### TASK DIRECTIONS
Repeat the material below word for word, changing nothing.

### Saved entries

/---

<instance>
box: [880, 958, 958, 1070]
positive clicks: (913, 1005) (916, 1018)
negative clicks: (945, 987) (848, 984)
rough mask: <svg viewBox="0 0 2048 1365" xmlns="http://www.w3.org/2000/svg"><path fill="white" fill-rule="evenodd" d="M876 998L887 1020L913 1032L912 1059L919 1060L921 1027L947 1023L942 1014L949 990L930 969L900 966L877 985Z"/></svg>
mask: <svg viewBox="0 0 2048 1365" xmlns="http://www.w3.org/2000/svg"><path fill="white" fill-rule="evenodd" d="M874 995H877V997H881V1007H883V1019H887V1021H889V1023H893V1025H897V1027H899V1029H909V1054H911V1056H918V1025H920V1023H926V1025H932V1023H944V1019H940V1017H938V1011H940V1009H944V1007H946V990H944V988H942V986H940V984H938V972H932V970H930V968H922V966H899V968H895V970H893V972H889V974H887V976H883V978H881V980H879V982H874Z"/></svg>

\---

### RESULT FOR THIS EXERCISE
<instance>
box: [880, 958, 958, 1070]
positive clicks: (913, 1005) (916, 1018)
negative clicks: (945, 987) (848, 984)
rough mask: <svg viewBox="0 0 2048 1365" xmlns="http://www.w3.org/2000/svg"><path fill="white" fill-rule="evenodd" d="M876 998L887 1020L913 1032L912 1059L919 1060L921 1027L947 1023L942 1014L949 990L930 969L900 966L877 985Z"/></svg>
mask: <svg viewBox="0 0 2048 1365" xmlns="http://www.w3.org/2000/svg"><path fill="white" fill-rule="evenodd" d="M874 995H877V997H881V1007H883V1019H887V1021H889V1023H893V1025H897V1027H899V1029H909V1054H911V1056H918V1025H920V1023H926V1025H932V1023H944V1019H940V1017H938V1011H940V1009H944V1007H946V990H944V988H942V986H940V984H938V972H932V970H930V968H922V966H899V968H895V970H893V972H889V974H887V976H883V978H881V980H879V982H874Z"/></svg>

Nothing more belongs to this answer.